_WRITTEN PROBLEM A_
In the article on buying options, which type of option is generally meant for markets that are going up?
═══ EXCERPT
Hmm, Which Nano Option to Buy?
You’d love to try options but have no clue how to figure out why prices vary so much. And how to even pick a contract, much less the right strike price for my investment strategy?” Well, read on friend, soon you’ll know which option is best for you (and you can stop those contemplative chin-scratches).Read More
Nice, you’re reading an article about trading options. But maybe you’re like, “Well yeah, I’d love to try options, but I have no clue how to figure out why prices vary so much. And how would I even pick a contract, much less the right strike price for my investment strategy?”
Well, read on friend, soon you’ll know which option is best for you (and you can stop those contemplative chin-scratches). For now, let's focus on buying options. We'll tackle selling 'em in a future article.
First let’s get all Sherlock and investigate the direction of the market move you’re interested in — basically, deciding between a call and a put option. Generally, calls are for markets that’re going up, puts are for markets heading down. Maybe you can remember it like — a call is a "coupon before it goes up" and a put is "protection before it goes down."
Next, we’ll check out what we call your “investment horizon.”
Has a nice ring to it, eh? The biggest question you ought to be asking is, “How far away is the catalyst that’s going to impact the market?” There are a few answers, depending on what catalyst you’re dealing with, like:
Is it an economic number release (earnings reports, etc.)?
- Something in the news you’re following?
- Other market swings you wanna trade against?
- A cataclysmic, world-changing-mega-Sharknado type event?
Let’s take a lil’ peek at an example to make it more real life.
The market is down significantly. You think it will recover over the next 3 days. So, you look to buy an option expiring in 3 days — because a shorter date wouldn’t give you enough time for the market move you’re expecting. A longer-dated option would contain your time horizon, but you’d probably pay a higher price for an option with the same strike price.
Taking all this into account, if the market moves in the direction you positioned for sooner than expected, don’t worry about waiting for expiration. You can take advantage of the situation by selling the option and getting those gains, as the price of that option would likely have increased.
Okay, now let’s talk about how much premium you want to invest and what payoff potential you want to see if: 1. The market moves exactly as you expected, 2. Does not move at all, or 3. Moves the opposite direction of what you expected
Here’s a real important question for ya — how confident are you in your view of the upcoming market movement? This helps determine the strike price you choose and the amount you pay for it being in-the-money (moves the opposite way), at-the-money (no movement) or out-of-the-money (moves as expected).
══════
_WRITTEN PROBLEM B_
Return every line of the entries below that contains the word "hand", matching case exactly.
═══ MATERIAL
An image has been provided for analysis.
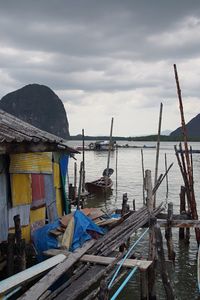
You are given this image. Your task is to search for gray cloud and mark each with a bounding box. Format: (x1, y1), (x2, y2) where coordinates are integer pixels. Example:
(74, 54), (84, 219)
(0, 0), (200, 135)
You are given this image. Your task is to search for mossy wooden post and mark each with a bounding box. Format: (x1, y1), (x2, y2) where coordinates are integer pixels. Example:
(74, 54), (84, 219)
(165, 202), (175, 262)
(6, 233), (15, 277)
(140, 270), (149, 300)
(154, 224), (175, 300)
(14, 215), (26, 272)
(82, 129), (85, 193)
(74, 162), (77, 200)
(148, 217), (157, 300)
(179, 186), (186, 240)
(119, 193), (130, 252)
(145, 170), (153, 213)
(98, 279), (109, 300)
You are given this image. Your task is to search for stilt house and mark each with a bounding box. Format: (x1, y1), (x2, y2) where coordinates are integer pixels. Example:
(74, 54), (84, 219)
(0, 110), (78, 242)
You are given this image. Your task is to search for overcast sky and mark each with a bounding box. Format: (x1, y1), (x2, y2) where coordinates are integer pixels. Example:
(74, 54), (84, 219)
(0, 0), (200, 136)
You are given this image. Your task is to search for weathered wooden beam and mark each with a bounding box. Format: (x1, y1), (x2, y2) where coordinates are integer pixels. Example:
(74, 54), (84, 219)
(0, 254), (65, 299)
(19, 240), (95, 300)
(154, 224), (175, 300)
(80, 254), (152, 270)
(157, 219), (200, 228)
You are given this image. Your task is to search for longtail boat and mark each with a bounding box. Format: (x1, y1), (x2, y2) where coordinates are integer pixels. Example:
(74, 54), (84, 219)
(85, 168), (114, 194)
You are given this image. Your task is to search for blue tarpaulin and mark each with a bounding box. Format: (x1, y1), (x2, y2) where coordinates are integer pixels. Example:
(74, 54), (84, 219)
(59, 154), (70, 215)
(71, 210), (104, 251)
(33, 210), (104, 261)
(33, 220), (60, 261)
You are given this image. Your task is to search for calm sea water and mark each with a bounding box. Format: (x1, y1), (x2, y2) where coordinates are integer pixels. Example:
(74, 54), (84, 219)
(69, 141), (200, 300)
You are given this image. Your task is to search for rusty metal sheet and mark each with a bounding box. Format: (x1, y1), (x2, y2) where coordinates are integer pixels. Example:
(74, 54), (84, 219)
(31, 174), (45, 208)
(0, 205), (8, 242)
(9, 152), (52, 174)
(11, 174), (32, 206)
(53, 162), (62, 188)
(8, 204), (30, 228)
(44, 174), (58, 222)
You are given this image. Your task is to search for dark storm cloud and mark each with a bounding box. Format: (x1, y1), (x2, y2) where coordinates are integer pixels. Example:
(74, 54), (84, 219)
(0, 0), (200, 134)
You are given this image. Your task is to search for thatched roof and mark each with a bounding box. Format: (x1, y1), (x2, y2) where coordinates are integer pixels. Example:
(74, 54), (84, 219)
(0, 110), (78, 153)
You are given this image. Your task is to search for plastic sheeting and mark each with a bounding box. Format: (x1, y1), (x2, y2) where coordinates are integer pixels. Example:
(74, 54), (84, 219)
(71, 210), (104, 251)
(10, 152), (52, 174)
(33, 220), (60, 261)
(11, 174), (32, 206)
(60, 154), (70, 215)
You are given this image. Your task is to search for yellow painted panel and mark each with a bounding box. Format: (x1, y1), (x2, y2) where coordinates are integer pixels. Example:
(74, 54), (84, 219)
(56, 188), (63, 217)
(53, 162), (61, 188)
(61, 217), (74, 250)
(8, 225), (31, 242)
(30, 206), (46, 224)
(9, 152), (52, 174)
(11, 174), (32, 206)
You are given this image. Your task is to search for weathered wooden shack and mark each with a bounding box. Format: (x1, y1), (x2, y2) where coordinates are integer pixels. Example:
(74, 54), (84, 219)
(0, 110), (77, 242)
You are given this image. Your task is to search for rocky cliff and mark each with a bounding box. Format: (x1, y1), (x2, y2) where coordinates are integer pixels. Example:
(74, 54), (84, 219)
(0, 84), (69, 139)
(170, 114), (200, 139)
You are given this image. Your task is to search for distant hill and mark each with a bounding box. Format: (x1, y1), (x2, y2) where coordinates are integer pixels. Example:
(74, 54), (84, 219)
(170, 114), (200, 140)
(0, 84), (70, 139)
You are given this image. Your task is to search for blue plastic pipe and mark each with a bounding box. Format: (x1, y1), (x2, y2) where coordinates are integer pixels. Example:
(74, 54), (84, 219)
(110, 267), (138, 300)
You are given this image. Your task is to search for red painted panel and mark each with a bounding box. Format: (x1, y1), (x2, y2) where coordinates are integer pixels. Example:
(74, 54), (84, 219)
(31, 174), (45, 202)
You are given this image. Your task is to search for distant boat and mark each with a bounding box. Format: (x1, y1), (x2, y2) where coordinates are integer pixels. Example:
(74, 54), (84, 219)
(85, 176), (113, 194)
(197, 247), (200, 293)
(76, 141), (116, 151)
(117, 144), (156, 149)
(85, 118), (115, 193)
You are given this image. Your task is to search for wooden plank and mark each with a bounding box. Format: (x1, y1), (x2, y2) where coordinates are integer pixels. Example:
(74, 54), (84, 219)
(19, 240), (95, 300)
(157, 219), (200, 228)
(81, 254), (152, 270)
(0, 254), (66, 299)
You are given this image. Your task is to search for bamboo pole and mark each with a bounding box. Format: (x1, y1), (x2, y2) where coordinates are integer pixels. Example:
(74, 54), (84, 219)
(115, 146), (118, 200)
(165, 153), (169, 199)
(77, 161), (83, 209)
(165, 202), (176, 263)
(153, 103), (163, 208)
(141, 149), (146, 205)
(82, 129), (85, 193)
(74, 162), (77, 200)
(155, 224), (175, 300)
(174, 64), (200, 244)
(179, 186), (186, 240)
(145, 170), (153, 213)
(106, 118), (113, 185)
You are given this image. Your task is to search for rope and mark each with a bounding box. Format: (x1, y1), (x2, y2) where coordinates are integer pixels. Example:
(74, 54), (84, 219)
(108, 228), (149, 289)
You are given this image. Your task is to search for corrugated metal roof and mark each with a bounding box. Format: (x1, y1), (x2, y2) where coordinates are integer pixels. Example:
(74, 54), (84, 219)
(0, 110), (78, 153)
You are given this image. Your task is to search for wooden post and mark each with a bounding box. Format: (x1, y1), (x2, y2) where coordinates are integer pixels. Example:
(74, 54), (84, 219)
(7, 233), (15, 277)
(174, 64), (200, 244)
(115, 145), (118, 200)
(74, 162), (77, 200)
(121, 193), (130, 216)
(106, 118), (113, 185)
(165, 202), (175, 263)
(153, 103), (163, 208)
(140, 270), (149, 300)
(145, 170), (153, 213)
(77, 161), (83, 209)
(179, 186), (186, 240)
(133, 199), (135, 211)
(82, 129), (85, 193)
(98, 279), (109, 300)
(119, 193), (130, 252)
(155, 224), (175, 300)
(165, 153), (169, 199)
(146, 217), (157, 300)
(141, 149), (146, 205)
(14, 215), (26, 272)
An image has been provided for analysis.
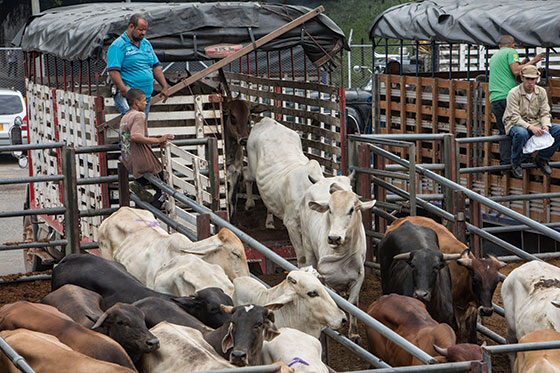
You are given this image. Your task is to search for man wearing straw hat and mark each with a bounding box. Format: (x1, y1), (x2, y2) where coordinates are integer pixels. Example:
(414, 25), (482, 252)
(503, 65), (560, 178)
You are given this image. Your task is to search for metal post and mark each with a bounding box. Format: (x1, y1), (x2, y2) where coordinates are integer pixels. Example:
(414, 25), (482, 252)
(62, 147), (80, 255)
(196, 214), (210, 241)
(353, 143), (374, 274)
(452, 190), (467, 244)
(117, 162), (130, 206)
(408, 143), (416, 216)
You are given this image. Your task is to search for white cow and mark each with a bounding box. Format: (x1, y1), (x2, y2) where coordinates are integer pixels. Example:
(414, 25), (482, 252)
(232, 271), (346, 338)
(244, 118), (323, 244)
(262, 328), (329, 373)
(143, 321), (234, 373)
(98, 207), (249, 282)
(296, 178), (375, 341)
(502, 260), (560, 343)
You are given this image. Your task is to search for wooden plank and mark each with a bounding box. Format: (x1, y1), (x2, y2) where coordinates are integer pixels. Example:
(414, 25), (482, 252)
(230, 85), (340, 111)
(99, 6), (324, 130)
(449, 80), (458, 134)
(225, 71), (338, 95)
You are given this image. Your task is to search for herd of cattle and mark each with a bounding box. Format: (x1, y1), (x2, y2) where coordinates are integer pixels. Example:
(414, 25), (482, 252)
(0, 118), (560, 373)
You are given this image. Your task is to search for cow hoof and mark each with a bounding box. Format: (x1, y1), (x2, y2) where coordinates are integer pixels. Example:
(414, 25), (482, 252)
(348, 334), (362, 346)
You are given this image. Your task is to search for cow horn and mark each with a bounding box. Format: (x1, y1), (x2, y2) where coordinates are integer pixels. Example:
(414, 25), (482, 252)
(443, 254), (461, 261)
(393, 252), (412, 260)
(432, 344), (448, 357)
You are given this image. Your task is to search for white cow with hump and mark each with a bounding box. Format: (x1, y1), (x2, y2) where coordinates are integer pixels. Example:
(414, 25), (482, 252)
(244, 118), (323, 243)
(502, 260), (560, 343)
(98, 207), (249, 296)
(296, 178), (375, 341)
(232, 271), (347, 338)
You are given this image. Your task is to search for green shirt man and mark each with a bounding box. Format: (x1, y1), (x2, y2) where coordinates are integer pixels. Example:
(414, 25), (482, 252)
(488, 35), (544, 165)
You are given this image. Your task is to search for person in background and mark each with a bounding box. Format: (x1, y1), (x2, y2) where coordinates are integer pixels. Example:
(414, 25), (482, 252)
(107, 14), (168, 118)
(504, 65), (560, 178)
(120, 88), (174, 209)
(488, 35), (544, 171)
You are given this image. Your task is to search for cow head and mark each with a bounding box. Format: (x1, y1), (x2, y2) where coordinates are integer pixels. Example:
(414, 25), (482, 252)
(181, 228), (251, 280)
(393, 250), (460, 303)
(221, 304), (280, 367)
(433, 342), (486, 363)
(265, 271), (347, 330)
(171, 287), (233, 329)
(309, 183), (375, 250)
(457, 249), (506, 316)
(88, 303), (159, 363)
(223, 97), (251, 146)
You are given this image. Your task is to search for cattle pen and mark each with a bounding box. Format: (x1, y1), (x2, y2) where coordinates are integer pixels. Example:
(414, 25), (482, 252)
(0, 0), (560, 372)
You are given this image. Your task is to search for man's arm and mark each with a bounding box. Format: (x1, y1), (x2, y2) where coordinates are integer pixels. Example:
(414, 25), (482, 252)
(109, 70), (129, 97)
(152, 65), (169, 102)
(509, 53), (545, 76)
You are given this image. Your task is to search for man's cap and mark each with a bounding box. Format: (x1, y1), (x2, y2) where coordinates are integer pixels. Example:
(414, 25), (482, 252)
(521, 65), (541, 78)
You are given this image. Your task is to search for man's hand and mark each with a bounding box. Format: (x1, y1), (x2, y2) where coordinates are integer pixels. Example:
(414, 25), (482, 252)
(159, 84), (169, 102)
(159, 133), (175, 147)
(527, 126), (543, 136)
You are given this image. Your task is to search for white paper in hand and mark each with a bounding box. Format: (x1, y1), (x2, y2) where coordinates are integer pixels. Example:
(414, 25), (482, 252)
(523, 131), (554, 154)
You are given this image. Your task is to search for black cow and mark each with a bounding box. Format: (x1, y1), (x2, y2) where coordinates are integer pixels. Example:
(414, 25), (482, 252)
(379, 222), (460, 328)
(52, 254), (233, 328)
(41, 284), (158, 367)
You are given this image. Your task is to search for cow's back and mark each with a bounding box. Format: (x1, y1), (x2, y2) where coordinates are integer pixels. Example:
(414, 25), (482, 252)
(98, 206), (167, 260)
(41, 284), (103, 328)
(143, 322), (233, 373)
(0, 329), (135, 373)
(51, 254), (162, 309)
(501, 260), (560, 343)
(0, 301), (134, 369)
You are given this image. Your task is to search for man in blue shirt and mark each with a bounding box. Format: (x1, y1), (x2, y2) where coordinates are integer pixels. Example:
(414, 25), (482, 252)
(107, 14), (168, 119)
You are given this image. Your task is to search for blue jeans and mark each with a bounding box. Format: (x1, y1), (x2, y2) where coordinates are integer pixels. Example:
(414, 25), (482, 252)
(509, 123), (560, 164)
(492, 98), (511, 165)
(113, 92), (150, 120)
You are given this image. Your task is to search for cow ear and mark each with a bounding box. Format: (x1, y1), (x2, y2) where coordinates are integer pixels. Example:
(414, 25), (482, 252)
(329, 183), (344, 194)
(222, 323), (233, 354)
(86, 312), (107, 330)
(309, 201), (329, 214)
(488, 255), (507, 268)
(358, 199), (377, 210)
(264, 312), (280, 342)
(457, 249), (472, 268)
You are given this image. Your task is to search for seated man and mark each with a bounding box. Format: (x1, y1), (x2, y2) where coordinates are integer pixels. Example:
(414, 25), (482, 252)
(503, 65), (560, 178)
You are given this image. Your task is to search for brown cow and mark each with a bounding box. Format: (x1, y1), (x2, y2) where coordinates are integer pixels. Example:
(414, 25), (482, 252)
(434, 342), (486, 363)
(41, 284), (159, 364)
(387, 216), (506, 343)
(224, 97), (251, 220)
(366, 294), (455, 366)
(0, 329), (134, 373)
(513, 329), (560, 373)
(0, 301), (136, 371)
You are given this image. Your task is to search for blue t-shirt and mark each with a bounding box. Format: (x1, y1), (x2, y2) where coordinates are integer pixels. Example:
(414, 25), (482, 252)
(107, 32), (159, 97)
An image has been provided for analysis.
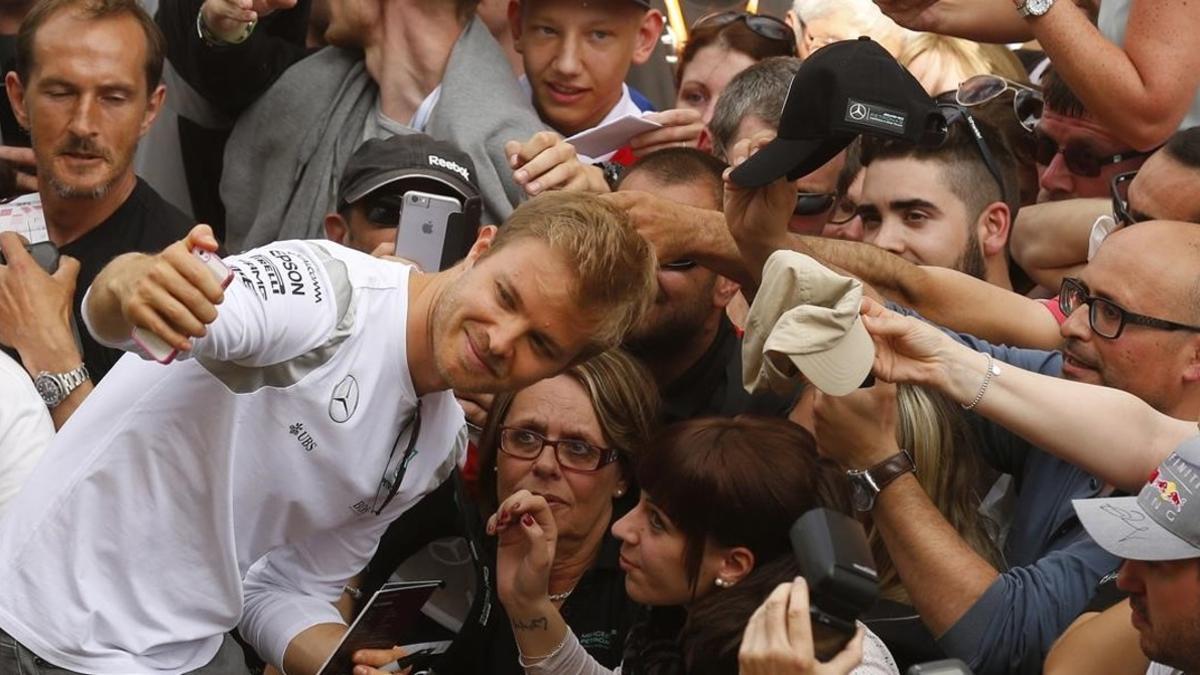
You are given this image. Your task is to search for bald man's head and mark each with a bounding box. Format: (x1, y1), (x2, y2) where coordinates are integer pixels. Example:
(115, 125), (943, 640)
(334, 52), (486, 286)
(1062, 221), (1200, 419)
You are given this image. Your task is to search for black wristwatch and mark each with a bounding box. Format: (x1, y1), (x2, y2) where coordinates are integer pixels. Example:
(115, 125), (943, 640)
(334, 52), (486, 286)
(846, 450), (917, 512)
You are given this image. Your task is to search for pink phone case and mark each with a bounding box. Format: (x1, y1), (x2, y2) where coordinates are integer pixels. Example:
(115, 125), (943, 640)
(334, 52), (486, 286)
(133, 249), (233, 364)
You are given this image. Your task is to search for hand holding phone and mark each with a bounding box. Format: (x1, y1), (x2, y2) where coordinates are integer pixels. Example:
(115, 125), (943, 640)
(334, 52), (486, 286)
(738, 577), (864, 675)
(396, 190), (465, 271)
(0, 232), (79, 358)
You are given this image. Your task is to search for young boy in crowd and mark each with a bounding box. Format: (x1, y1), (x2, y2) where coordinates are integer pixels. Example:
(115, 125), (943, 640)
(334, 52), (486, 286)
(509, 0), (704, 168)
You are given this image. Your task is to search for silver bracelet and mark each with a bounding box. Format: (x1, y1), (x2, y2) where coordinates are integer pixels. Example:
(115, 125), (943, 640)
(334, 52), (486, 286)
(517, 626), (574, 668)
(960, 354), (1000, 410)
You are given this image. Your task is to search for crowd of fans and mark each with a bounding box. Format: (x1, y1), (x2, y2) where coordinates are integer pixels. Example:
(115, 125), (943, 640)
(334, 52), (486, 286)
(0, 0), (1200, 675)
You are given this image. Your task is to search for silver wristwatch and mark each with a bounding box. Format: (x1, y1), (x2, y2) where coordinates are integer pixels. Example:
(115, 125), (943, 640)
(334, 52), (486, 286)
(34, 364), (88, 410)
(1016, 0), (1054, 17)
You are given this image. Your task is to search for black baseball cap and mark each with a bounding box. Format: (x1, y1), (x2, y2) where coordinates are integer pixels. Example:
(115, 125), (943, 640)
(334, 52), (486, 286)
(337, 133), (480, 210)
(730, 37), (946, 187)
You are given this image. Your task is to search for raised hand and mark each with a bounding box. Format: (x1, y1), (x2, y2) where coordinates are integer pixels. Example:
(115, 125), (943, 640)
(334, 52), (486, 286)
(629, 108), (706, 157)
(725, 131), (796, 279)
(89, 225), (224, 351)
(200, 0), (296, 42)
(738, 577), (863, 675)
(352, 647), (413, 675)
(0, 232), (79, 352)
(0, 145), (37, 197)
(862, 298), (960, 390)
(504, 131), (608, 197)
(875, 0), (938, 31)
(487, 490), (558, 614)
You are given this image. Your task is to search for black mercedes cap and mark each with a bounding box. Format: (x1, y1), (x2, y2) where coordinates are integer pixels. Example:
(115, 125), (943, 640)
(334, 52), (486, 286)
(337, 133), (479, 210)
(730, 37), (944, 187)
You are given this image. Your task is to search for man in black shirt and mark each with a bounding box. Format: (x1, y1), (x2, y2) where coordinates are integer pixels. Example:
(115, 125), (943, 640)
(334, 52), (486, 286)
(0, 0), (191, 424)
(617, 148), (791, 423)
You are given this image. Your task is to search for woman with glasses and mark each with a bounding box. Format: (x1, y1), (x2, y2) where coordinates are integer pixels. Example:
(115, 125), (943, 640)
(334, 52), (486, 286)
(358, 350), (659, 675)
(674, 12), (796, 150)
(896, 32), (1027, 96)
(488, 417), (898, 675)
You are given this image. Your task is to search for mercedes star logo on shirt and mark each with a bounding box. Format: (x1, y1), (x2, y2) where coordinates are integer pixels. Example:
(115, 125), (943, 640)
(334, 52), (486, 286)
(329, 375), (359, 424)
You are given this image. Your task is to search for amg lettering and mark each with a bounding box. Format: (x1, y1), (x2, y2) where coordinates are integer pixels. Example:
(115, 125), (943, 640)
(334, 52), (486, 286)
(253, 256), (286, 295)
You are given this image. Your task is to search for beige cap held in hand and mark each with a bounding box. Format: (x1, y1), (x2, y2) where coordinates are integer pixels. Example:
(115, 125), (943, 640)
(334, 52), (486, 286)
(742, 251), (875, 396)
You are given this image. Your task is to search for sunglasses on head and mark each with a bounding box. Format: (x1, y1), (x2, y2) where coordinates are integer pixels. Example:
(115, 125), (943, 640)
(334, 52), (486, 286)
(691, 12), (796, 56)
(1109, 171), (1153, 227)
(923, 103), (1009, 204)
(659, 258), (700, 271)
(954, 74), (1045, 131)
(1034, 132), (1153, 178)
══════
_COMPLETE OUTPUT A_
Calls

_COMPLETE OUTPUT B_
You are given this image. Your task is to search for man's hand and mark each with a bounding box. Format: (x1, y1), (x2, y2) where coordinates are integer pixels. Example:
You are given this image. Your task is to search for white paper in hand and mark each with a bounding box. Format: (x1, y1), (x2, y2) where coordinates are integer pixels. Example:
You are given this image. Your task is to search for hand holding phone and mark each with a bounding box. Format: (x1, y1), (x2, y2) where coordinates are integer pixels. Example:
You are given this image. Your task is to search for raised hand and mark each with a bounding box. Format: (x1, y1), (x2, y2) where coordinates are integer pixels. Example:
You are given this image. Your task is to search for beige cap held in hand and mark each with a bounding box. Format: (x1, y1), (x2, y2) where coordinates are integer pixels. Example:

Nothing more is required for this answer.